#### Source document:

*-*-*

Tuesday more Group ones:
Flemington:  R7 Melbourne Cup
Randwick: R5 The Big Dance 

Edit add The big Dance


----------



## rcw1 (29 October 2022)

Good morning punting champions,
rcw1 racing tips for 29/10/22.  Working on others …  

Gamble safely and responsibly. 

RHill:  R4H12, R6H8, R7H7 R8H16 (Golden Eagle) 
Flem:  R1H6, R3H3, R5H8, R6H15, R7H2, R8H14
Eagle Farm:  R7H7 to beat short priced favourite H4 🎯, R8H8
Ascot:  R1H4, R6H6, R9H5


----------



## rcw1 (29 October 2022)

More rcw1 tips for today (29/10/22) after some due considerations … 

Eagle Farm:  R2H5, R10H3
Rosehill:  R10H6
Flemington:  R4H3; R9H10
Morphettville: R4H2, R8H7

Have a very nice weekend 
Kind regards
rcw


----------



## rcw1 (29 October 2022)

Good evening,
rcw1 report card for racing 29/10/22.
Struggled today with picking winners. That’s racing and the punting game. Till next Saturday, or before … 
Have a great Sunday. 

Rose Hill: 5 races – salutes x 1
Flemington: 8 races – salutes x 2; place x 1 
Eagle Farm: 4 races – place x 1 
Ascot: 3 races – salute x 1; place x 1 
Morphettville: 2 races – 1 x place 

Kind regards
rcw1


----------



## wayneL (29 October 2022)

*-*-*

#### Supplied material:
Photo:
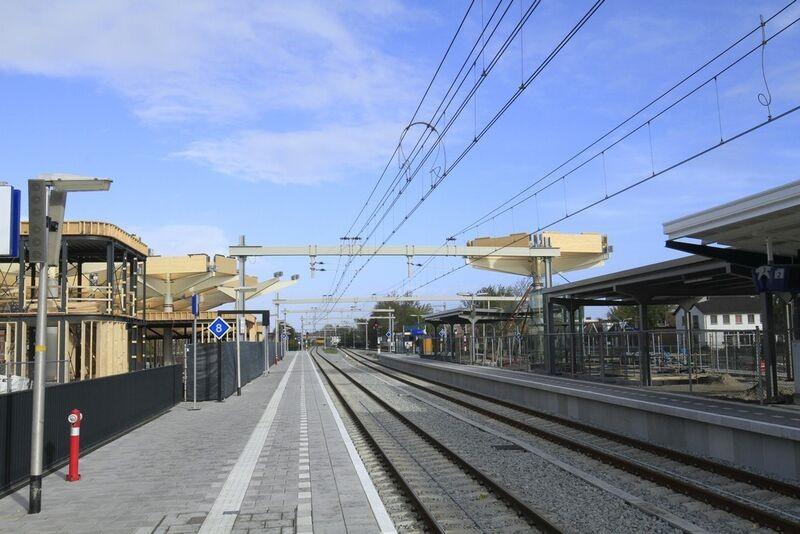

*-*-*

#### What is expected:
Please continue the horse racing tips thread from the point where it ends. The data above is separate from the horse racing tips thread.

#### Solved exercise:
Ascot 30.75 units from 24 "invested".

Equity curve has been a relative bronc show this month, but all going okay. One day to go and if that's a positive day I might even hit target.


----------



## Telamelo (30 October 2022)

weather forecast for Tue Melb. Cup day is freezing cold, wet, windy with chance of storm's, hail & snow


----------



## rcw1 (30 October 2022)

Telamelo said:


> weather forecast for Tue Melb. Cup day is freezing cold, wet, windy with chance of storm's, hail & snow



Hello Telamelo
Yeah just heard that too.  rcw1 won't be there ... are you going Telamelo?

Kind regards
rcw1


----------



## Telamelo (30 October 2022)

rcw1 said:


> Hello Telamelo
> Yeah just heard that too.  rcw1 won't be there ... are you going Telamelo?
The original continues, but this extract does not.